- **TASK OBJECTIVE**
Convert the data below into a JSON list of strings, one string per line, with blank lines dropped. Leave the pictures out.

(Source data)
□ □ □
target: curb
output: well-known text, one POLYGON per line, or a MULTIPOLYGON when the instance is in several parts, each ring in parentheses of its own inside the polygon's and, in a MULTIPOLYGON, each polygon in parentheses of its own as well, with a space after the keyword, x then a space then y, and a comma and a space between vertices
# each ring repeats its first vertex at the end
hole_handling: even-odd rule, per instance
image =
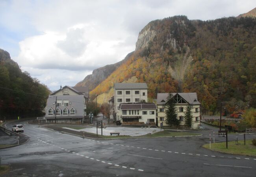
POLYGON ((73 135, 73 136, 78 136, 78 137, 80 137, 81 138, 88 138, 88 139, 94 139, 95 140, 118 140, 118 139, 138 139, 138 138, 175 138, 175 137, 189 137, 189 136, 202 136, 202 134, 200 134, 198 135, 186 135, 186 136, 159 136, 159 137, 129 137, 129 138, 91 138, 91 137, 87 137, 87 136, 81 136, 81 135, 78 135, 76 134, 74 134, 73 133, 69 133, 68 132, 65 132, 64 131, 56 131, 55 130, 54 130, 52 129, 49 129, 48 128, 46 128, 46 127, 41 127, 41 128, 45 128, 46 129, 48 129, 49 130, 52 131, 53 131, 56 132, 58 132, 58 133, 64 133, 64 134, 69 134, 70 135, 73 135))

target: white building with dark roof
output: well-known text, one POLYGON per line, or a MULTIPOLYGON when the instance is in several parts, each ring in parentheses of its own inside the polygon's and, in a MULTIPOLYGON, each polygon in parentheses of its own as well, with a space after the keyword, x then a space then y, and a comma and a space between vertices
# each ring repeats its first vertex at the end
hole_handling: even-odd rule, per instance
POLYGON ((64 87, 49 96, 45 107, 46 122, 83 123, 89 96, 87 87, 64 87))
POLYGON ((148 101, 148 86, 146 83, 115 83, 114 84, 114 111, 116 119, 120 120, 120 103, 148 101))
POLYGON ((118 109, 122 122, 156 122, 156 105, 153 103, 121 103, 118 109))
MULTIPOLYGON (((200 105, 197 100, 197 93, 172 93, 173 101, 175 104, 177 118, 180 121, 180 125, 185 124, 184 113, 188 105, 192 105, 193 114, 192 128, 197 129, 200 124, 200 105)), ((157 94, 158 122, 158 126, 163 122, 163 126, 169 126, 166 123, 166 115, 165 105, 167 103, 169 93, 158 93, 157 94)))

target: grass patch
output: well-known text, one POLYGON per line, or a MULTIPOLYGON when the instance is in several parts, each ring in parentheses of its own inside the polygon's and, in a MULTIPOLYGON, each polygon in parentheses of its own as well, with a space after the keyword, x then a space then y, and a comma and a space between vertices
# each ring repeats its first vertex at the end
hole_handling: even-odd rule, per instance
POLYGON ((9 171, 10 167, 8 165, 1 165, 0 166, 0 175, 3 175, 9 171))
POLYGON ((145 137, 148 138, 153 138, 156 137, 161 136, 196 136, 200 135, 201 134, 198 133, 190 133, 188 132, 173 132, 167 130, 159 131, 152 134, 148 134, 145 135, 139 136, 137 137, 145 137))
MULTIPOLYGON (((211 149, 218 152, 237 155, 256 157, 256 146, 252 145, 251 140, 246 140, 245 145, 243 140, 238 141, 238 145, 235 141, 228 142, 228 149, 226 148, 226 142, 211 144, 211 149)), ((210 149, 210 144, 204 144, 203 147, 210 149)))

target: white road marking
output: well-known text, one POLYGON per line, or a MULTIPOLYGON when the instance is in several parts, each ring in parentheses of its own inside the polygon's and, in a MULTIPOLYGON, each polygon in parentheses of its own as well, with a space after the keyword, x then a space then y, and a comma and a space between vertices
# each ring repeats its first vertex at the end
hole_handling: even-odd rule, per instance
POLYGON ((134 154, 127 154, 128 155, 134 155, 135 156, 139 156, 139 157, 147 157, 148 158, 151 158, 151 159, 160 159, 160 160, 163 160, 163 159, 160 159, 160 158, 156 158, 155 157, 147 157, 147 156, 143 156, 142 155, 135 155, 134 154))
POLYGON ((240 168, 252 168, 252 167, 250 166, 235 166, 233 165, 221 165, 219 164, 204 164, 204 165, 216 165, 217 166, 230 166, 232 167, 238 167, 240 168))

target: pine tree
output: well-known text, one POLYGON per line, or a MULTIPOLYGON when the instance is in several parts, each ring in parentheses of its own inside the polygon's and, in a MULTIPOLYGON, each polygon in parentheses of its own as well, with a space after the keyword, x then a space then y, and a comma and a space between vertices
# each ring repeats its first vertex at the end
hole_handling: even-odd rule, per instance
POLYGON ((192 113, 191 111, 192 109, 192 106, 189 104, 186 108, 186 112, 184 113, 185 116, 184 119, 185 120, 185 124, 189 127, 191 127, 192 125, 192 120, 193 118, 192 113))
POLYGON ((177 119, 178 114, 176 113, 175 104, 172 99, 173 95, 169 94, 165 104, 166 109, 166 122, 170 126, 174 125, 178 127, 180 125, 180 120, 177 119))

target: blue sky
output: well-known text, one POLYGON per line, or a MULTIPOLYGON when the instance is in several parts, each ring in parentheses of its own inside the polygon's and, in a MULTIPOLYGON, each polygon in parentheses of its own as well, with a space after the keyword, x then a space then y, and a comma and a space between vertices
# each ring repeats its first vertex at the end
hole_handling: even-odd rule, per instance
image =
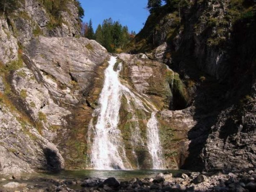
□ □ □
- **EXERCISE OUTPUT**
[
  "target: curb",
  "output: well-known text, one POLYGON per line, or a MULTIPOLYGON when the instance is in several parts, each ring in parentheses of its own inside the polygon's and, in a MULTIPOLYGON, each polygon in parentheses of its own as well, with a space after the keyword, x then a space then y, and a comma and a space between vertices",
  "# each ring repeats its first vertex at the end",
  "hole_handling: even-odd rule, per instance",
  "image =",
  "POLYGON ((73 135, 73 136, 78 136, 78 137, 80 137, 81 138, 88 138, 88 139, 94 139, 95 140, 118 140, 118 139, 138 139, 138 138, 175 138, 175 137, 189 137, 189 136, 202 136, 202 134, 200 134, 198 135, 186 135, 186 136, 159 136, 159 137, 129 137, 129 138, 91 138, 91 137, 87 137, 87 136, 81 136, 81 135, 78 135, 76 134, 74 134, 73 133, 69 133, 68 132, 65 132, 64 131, 56 131, 55 130, 54 130, 52 129, 49 129, 48 128, 46 128, 46 127, 41 127, 41 128, 45 128, 46 129, 48 129, 49 130, 52 131, 53 131, 56 132, 58 132, 58 133, 64 133, 64 134, 69 134, 70 135, 73 135))",
  "target: white building with dark roof",
  "output: well-known text, one POLYGON per line, or a MULTIPOLYGON when the instance is in several parts, each ring in parentheses of its own inside the polygon's and, in a MULTIPOLYGON, each polygon in parentheses of its own as well, with a space after the keyword, x then a space then y, and a comma and a space between vertices",
  "# each ring repeats its first vertex at the end",
  "hole_handling: even-odd rule, per instance",
  "POLYGON ((64 87, 49 96, 45 107, 46 122, 83 123, 89 96, 87 87, 64 87))",
  "POLYGON ((148 101, 148 86, 146 83, 115 83, 114 84, 114 111, 116 119, 120 120, 120 103, 148 101))",
  "POLYGON ((118 109, 122 122, 156 122, 156 105, 153 103, 121 103, 118 109))",
  "MULTIPOLYGON (((200 105, 197 100, 197 93, 172 93, 173 101, 175 104, 177 118, 180 121, 180 125, 185 124, 184 113, 188 105, 192 105, 193 114, 192 128, 197 129, 200 124, 200 105)), ((157 94, 158 122, 158 126, 163 122, 163 126, 169 126, 166 123, 166 115, 165 105, 167 103, 169 93, 158 93, 157 94)))",
  "target: grass patch",
  "output: well-known text, one POLYGON per line, or a MULTIPOLYGON when the instance is in several parts, each ring in parentheses of its own inside the polygon's and, in a MULTIPOLYGON, each polygon in parentheses of its own as well, with a space after the keyword, x then a space then y, and a comma and a space between vertices",
  "# each ring repeats its first vertex at the end",
  "hole_handling: even-odd rule, per instance",
  "POLYGON ((9 171, 10 167, 8 165, 1 165, 0 166, 0 175, 3 175, 9 171))",
  "POLYGON ((145 137, 148 138, 153 138, 156 137, 161 136, 196 136, 200 135, 201 134, 198 133, 190 133, 188 132, 173 132, 167 130, 159 131, 152 134, 148 134, 145 135, 139 136, 137 137, 145 137))",
  "MULTIPOLYGON (((211 149, 218 152, 237 155, 256 157, 256 146, 252 145, 251 140, 246 140, 245 145, 243 140, 238 141, 238 145, 235 141, 228 142, 228 149, 226 148, 226 142, 211 144, 211 149)), ((210 149, 210 144, 204 144, 203 147, 210 149)))",
  "target: white road marking",
  "output: well-known text, one POLYGON per line, or a MULTIPOLYGON when the instance is in several parts, each ring in parentheses of its own inside the polygon's and, in a MULTIPOLYGON, each polygon in parentheses of its own as well, with a space after the keyword, x then a space then y, and a comma and a space between vertices",
  "# each ring repeats its first vertex at the end",
  "hole_handling: even-odd rule, per instance",
  "POLYGON ((134 154, 127 154, 128 155, 134 155, 135 156, 139 156, 139 157, 147 157, 148 158, 151 158, 151 159, 160 159, 160 160, 163 160, 163 159, 160 159, 160 158, 156 158, 155 157, 147 157, 147 156, 143 156, 142 155, 135 155, 134 154))",
  "POLYGON ((240 168, 252 168, 252 167, 250 166, 235 166, 233 165, 221 165, 219 164, 204 164, 204 165, 216 165, 217 166, 230 166, 232 167, 238 167, 240 168))",
  "target: pine tree",
  "output: well-known text, one POLYGON per line, or a MULTIPOLYGON when the instance is in several parts, each ring in parentheses of its own inside the polygon's and, in a MULTIPOLYGON, each polygon in parentheses of its own as well, with a space after the keyword, x then a space then y, and a comma and a space between vertices",
  "# each ring repeats its first vertex at the end",
  "hole_handling: even-odd rule, per instance",
  "POLYGON ((192 113, 191 111, 192 109, 192 106, 189 104, 186 108, 186 112, 184 113, 185 116, 184 119, 185 120, 185 124, 189 127, 191 127, 192 125, 192 120, 193 118, 192 113))",
  "POLYGON ((177 119, 178 114, 176 113, 175 104, 172 99, 173 95, 169 94, 165 104, 166 109, 166 122, 170 126, 174 125, 178 127, 180 125, 180 120, 177 119))",
  "target: blue sky",
  "output: well-known text, one POLYGON per line, or a MULTIPOLYGON when the instance is in several parts, each ring in parentheses of its own inside the polygon's and, in a MULTIPOLYGON, each polygon in parentheses of its own as well, with a space after the keyword, x then a space then y, and a comma and a space between vertices",
  "# each ring repeats its first vertex at the end",
  "hole_handling: even-odd rule, per instance",
  "image ="
]